TASK DETAILS> Reproduce only the lines from the one containing "Referring to the image provided above, detect the white van" through the end of the data, both inclusive, keeping every request line. Shift every coordinate in the answers by adding -38 to it.

###

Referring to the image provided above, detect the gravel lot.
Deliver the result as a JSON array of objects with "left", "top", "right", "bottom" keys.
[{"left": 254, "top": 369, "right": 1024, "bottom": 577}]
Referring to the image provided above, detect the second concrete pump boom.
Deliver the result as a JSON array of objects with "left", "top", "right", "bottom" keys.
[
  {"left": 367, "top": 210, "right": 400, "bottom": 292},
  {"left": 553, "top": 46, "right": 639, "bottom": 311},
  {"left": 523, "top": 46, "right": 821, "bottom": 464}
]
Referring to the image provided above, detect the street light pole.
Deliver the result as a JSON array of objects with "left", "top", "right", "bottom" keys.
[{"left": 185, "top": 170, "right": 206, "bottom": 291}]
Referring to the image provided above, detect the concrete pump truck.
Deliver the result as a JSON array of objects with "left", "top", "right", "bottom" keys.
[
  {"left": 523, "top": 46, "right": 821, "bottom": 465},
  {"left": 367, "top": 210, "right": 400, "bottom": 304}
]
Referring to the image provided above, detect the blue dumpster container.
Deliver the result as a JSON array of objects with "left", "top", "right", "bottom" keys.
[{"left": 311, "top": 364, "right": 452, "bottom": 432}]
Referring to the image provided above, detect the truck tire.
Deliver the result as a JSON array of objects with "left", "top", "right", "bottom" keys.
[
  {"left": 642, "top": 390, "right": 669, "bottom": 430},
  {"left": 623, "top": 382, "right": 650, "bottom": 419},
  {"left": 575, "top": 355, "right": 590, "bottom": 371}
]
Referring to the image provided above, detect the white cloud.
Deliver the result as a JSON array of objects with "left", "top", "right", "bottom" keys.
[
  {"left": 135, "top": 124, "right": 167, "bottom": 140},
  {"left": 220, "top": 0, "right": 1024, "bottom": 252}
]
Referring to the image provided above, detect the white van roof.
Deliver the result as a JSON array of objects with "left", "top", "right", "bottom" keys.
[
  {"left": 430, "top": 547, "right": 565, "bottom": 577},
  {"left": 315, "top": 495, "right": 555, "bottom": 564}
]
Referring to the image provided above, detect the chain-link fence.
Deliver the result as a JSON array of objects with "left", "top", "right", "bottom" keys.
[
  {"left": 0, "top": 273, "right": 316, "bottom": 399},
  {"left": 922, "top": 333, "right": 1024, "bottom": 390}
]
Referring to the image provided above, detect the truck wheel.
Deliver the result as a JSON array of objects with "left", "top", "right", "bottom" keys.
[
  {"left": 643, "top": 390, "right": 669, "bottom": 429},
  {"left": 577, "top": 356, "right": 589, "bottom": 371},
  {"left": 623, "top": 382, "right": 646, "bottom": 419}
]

###

TASK OUTPUT>
Referring to the image provided above, detect the white van roof.
Deliver the result as a JSON array of objects with "left", "top", "right", "bottom" keys.
[
  {"left": 392, "top": 509, "right": 527, "bottom": 539},
  {"left": 277, "top": 457, "right": 517, "bottom": 526}
]
Referring to the image provided above, detect the chain-link fence.
Deliver the result as a JSON array of objects with "left", "top", "right", "bottom" keys.
[
  {"left": -38, "top": 235, "right": 278, "bottom": 361},
  {"left": 884, "top": 295, "right": 986, "bottom": 352}
]
Referring to the image provided above, detect the truck wheel.
Deliver the result as a JSON array of objects with "left", "top", "right", "bottom" keys.
[
  {"left": 605, "top": 352, "right": 631, "bottom": 391},
  {"left": 539, "top": 318, "right": 551, "bottom": 333},
  {"left": 585, "top": 344, "right": 608, "bottom": 381}
]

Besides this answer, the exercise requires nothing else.